Consignes données ->
1. D'après l'article sur les violences à l'école, à quelle période la thématique des violences scolaires est-elle apparue ?
2. Poursuivez l'article sur les violences à l'école à partir de sa dernière phrase.

Extrait fourni ->
::::
Philippe Vienne est intervenu à l’Université de Paix en 2010, dans le cadre de nos conférences. A cette occasion, il a rédigé un article de fond relatif à la problématique des violences à l’école.

Comprendre les « violences à l’école »

Par Philippe Vienne – Docteur en sociologie et chercheur au Centre de sociologie de l’éducation de l’ULB, Professeur aux universités de Mons Hainaut (UMH) et à l’ULB et auteur de l’ouvrage Comprendre les violences à l’école, Bruxelles : De Boeck, 2003.

Un article initialement publié dans le trimestriel de l’Université de Paix, en juin 2010.

La thématique des violences scolaires (ou « violences à l’école ») est apparue avec les années 1990. Ce qui ne signifie pas que le problème social qui se cache derrière cette appellation n’existait pas dans les écoles auparavant. Mais on lui donnait alors plus simplement, et peut-être à raison, le nom de chahut (en parlant également d’incidents scolaires).
::::
Données fournies ->
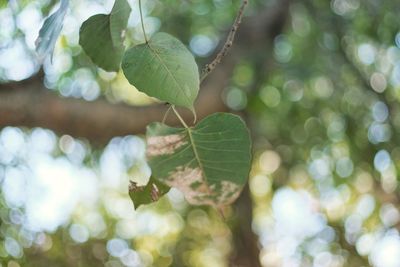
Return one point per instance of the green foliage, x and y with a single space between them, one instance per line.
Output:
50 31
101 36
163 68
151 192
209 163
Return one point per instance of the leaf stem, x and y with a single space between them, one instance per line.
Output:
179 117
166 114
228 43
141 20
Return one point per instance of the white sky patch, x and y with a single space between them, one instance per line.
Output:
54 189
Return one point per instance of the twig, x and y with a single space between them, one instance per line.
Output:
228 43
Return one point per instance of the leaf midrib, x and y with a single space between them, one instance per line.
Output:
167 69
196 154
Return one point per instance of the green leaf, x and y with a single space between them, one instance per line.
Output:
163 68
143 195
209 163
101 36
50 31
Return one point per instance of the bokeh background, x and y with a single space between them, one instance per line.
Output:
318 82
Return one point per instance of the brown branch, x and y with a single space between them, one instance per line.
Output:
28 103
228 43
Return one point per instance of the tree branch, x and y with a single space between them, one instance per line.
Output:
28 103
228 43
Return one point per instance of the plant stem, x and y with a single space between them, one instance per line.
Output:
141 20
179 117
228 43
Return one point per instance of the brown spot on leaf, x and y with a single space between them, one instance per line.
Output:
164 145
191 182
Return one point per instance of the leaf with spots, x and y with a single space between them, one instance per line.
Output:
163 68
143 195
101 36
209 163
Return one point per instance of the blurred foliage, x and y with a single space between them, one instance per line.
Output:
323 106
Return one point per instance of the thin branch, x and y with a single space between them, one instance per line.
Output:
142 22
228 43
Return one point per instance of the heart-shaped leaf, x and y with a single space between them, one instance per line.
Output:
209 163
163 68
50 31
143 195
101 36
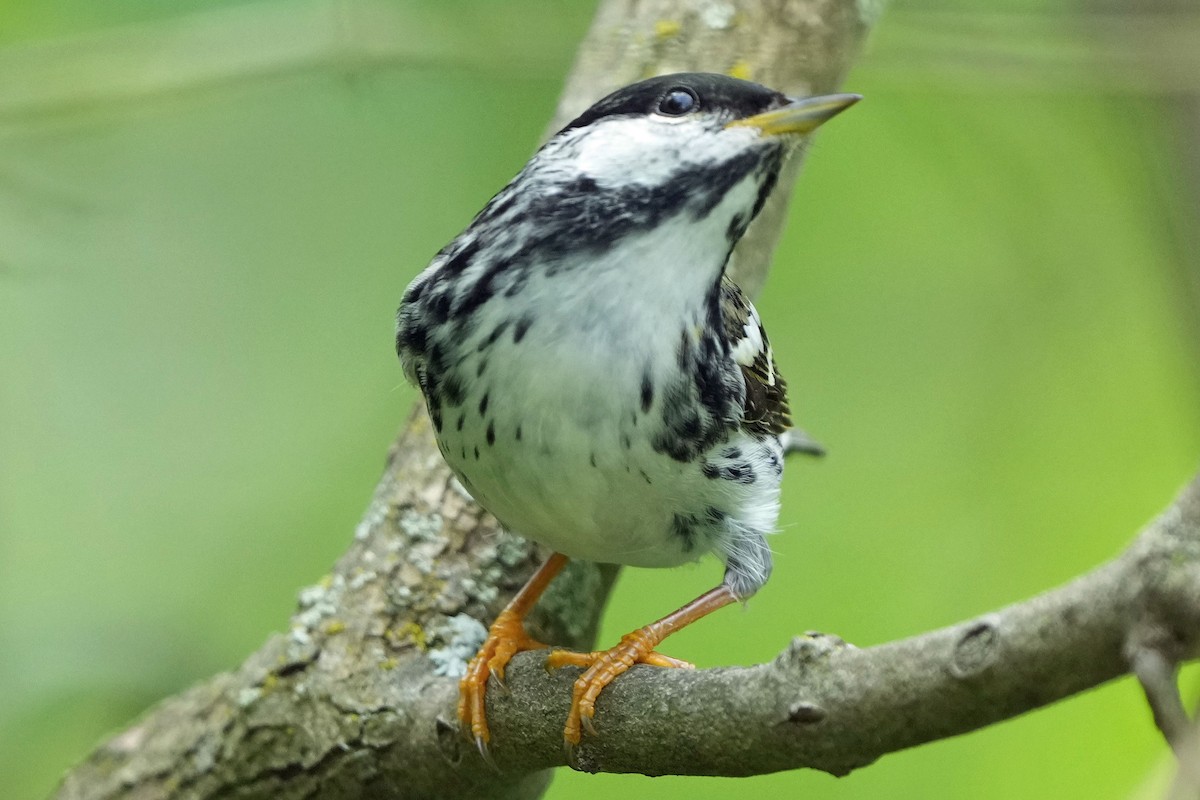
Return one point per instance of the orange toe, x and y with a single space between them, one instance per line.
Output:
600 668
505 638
::::
Réponses par consigne ->
1. Elle est apparue avec les années 1990.

2.
Avec l’usage grandissant de la référence à la notion de violence, notamment dans les médias, s’est également opérée une institutionnalisation de cette désignation, parce que tant la recherche que les politiques publiques en ont systématisé l’usage. En France (1994), puis en Communauté française de Belgique (à partir de 1999), les pouvoirs publics ont donc commandité une série de recherches sous cette appellation à des spécialistes de différentes disciplines (criminologie, épidémiologie, pédagogie, psychologie, sociologie).

Pourtant, un certain nombre de questions peuvent être soulevées sur cette vague de recherches.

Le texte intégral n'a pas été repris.